— Okunacak metin —
Sorularımıza cevap verenlerden doğduğu ve oturduğu yer aynı olanlara bakıldığında en yüksek oran Doğu Karadeniz (yüzde 96.54) ve Güneydoğu Anadolu'da (yüzde 95,35) görünüyor. Bu iki bölgenin en azından son 50 yıldır hiç göç almadığını söylemek yanlış olmayacaktır.
En kozmopolit, yani en fazla göçe maruz kalmış yerin ise İstanbul olduğunu tahmin etmek güç değil. İstanbul'da yaşayanların yalnızca yüzde 28.45'i İstanbul doğumlu.
Memleketinde yaşayan yüzde 62
Türkiye genelini temsil eden araştırma deneklerinin yüzde 62.03'ü doğduğundan beri aynı yerde yaşıyor. Yaklaşık yüzde 25'i ise 10 yıldan fazla zamandır şu an bulunduğu yerde yaşıyor. Oturduğu yere 5-10 yıl önce gelenler genelin yüzde 6.10'unu, 5 yıldan az süre içinde gelenler de yüzde 6.97'sini oluşturuyor.
Bu verilere göre, Türkiye nüfusunun yüzde 13'ü oturduğu yere son 10 yıl içinde gelmiş bulunuyor.
Diğer önemli bir bulgu, toplumun yüzde 45.03'ünün oturduğu yer dışında olan ve memleketi kabul ettiği yerde mal mülk sahibi olduğudur. Yani Türkiye'de insanlar doğdukları yer ile ilişkilerini hâlâ yoğun biçimde sürdürüyor.
İnsanlar kendini 'doğduğu yer'den sayıyor
Nüfusun hareketli olması bireylerin aidiyet hissettiği yerle ilgili şaşırtıcı bulgular ortaya çıkmasını sağlıyor. Toplumun yüzde 59.47'si kendisini oturduğu yer ile değil, doğduğu yer ile tanımlıyor.
İstanbul'da oturanlara "Aslen nerelisin hemşerim?" diye sorulduğunda, İstanbul dışında bulunan doğduğu yeri söyleyenlerin oranı yüzde 68 düzeyinde. Batı Marmara (yüzde 64.10) ve Batı Karadeniz (yüzde 66.08) bölgelerindeki insanlarsa ağırlıklı olarak kendilerini doğdukları yerle tanımlıyor.

— Verilen görev —
Göç ve memleket hakkındaki metinde "Sorularımıza cevap verenlerden" ile başlayıp "yüzde 6.97'sini oluşturuyor." ile biten bölümü kelimesi kelimesine aktar.

— Verilen kayıtlar —
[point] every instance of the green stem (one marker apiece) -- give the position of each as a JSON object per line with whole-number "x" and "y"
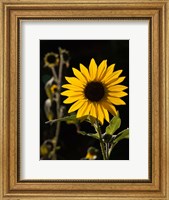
{"x": 110, "y": 150}
{"x": 107, "y": 150}
{"x": 98, "y": 130}
{"x": 58, "y": 110}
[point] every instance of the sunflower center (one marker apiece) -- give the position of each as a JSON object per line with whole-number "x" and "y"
{"x": 51, "y": 59}
{"x": 94, "y": 91}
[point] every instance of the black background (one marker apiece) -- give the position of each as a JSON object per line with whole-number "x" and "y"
{"x": 73, "y": 145}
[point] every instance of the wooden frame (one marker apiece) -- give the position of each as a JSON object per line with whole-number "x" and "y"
{"x": 157, "y": 12}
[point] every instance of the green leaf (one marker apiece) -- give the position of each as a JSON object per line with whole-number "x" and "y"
{"x": 67, "y": 118}
{"x": 114, "y": 125}
{"x": 93, "y": 135}
{"x": 122, "y": 135}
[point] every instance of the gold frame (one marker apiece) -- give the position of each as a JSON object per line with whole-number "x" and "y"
{"x": 157, "y": 12}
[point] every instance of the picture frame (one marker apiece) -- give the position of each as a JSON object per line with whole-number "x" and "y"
{"x": 156, "y": 12}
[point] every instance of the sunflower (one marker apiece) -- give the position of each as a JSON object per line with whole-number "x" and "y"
{"x": 96, "y": 91}
{"x": 51, "y": 59}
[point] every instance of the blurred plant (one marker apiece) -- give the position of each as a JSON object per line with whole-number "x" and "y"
{"x": 91, "y": 154}
{"x": 53, "y": 89}
{"x": 94, "y": 93}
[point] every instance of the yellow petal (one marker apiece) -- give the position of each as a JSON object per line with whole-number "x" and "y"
{"x": 102, "y": 70}
{"x": 72, "y": 87}
{"x": 110, "y": 108}
{"x": 116, "y": 101}
{"x": 117, "y": 81}
{"x": 109, "y": 72}
{"x": 76, "y": 106}
{"x": 74, "y": 81}
{"x": 79, "y": 75}
{"x": 72, "y": 99}
{"x": 71, "y": 93}
{"x": 100, "y": 114}
{"x": 82, "y": 110}
{"x": 117, "y": 88}
{"x": 93, "y": 69}
{"x": 85, "y": 72}
{"x": 117, "y": 94}
{"x": 114, "y": 77}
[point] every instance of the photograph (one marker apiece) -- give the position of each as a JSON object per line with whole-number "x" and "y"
{"x": 84, "y": 100}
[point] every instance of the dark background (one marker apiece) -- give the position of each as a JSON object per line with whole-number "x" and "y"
{"x": 74, "y": 145}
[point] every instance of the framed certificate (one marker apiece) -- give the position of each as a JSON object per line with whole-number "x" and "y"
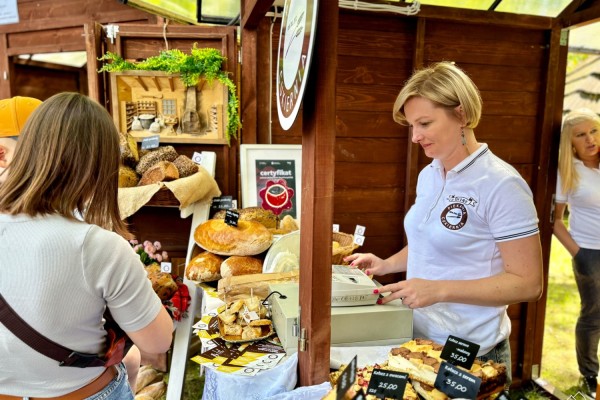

— Alıştırma çıktısı —
Sorularımıza cevap verenlerden doğduğu ve oturduğu yer aynı olanlara bakıldığında en yüksek oran Doğu Karadeniz (yüzde 96.54) ve Güneydoğu Anadolu'da (yüzde 95,35) görünüyor. Bu iki bölgenin en azından son 50 yıldır hiç göç almadığını söylemek yanlış olmayacaktır.
En kozmopolit, yani en fazla göçe maruz kalmış yerin ise İstanbul olduğunu tahmin etmek güç değil. İstanbul'da yaşayanların yalnızca yüzde 28.45'i İstanbul doğumlu.
Memleketinde yaşayan yüzde 62
Türkiye genelini temsil eden araştırma deneklerinin yüzde 62.03'ü doğduğundan beri aynı yerde yaşıyor. Yaklaşık yüzde 25'i ise 10 yıldan fazla zamandır şu an bulunduğu yerde yaşıyor. Oturduğu yere 5-10 yıl önce gelenler genelin yüzde 6.10'unu, 5 yıldan az süre içinde gelenler de yüzde 6.97'sini oluşturuyor.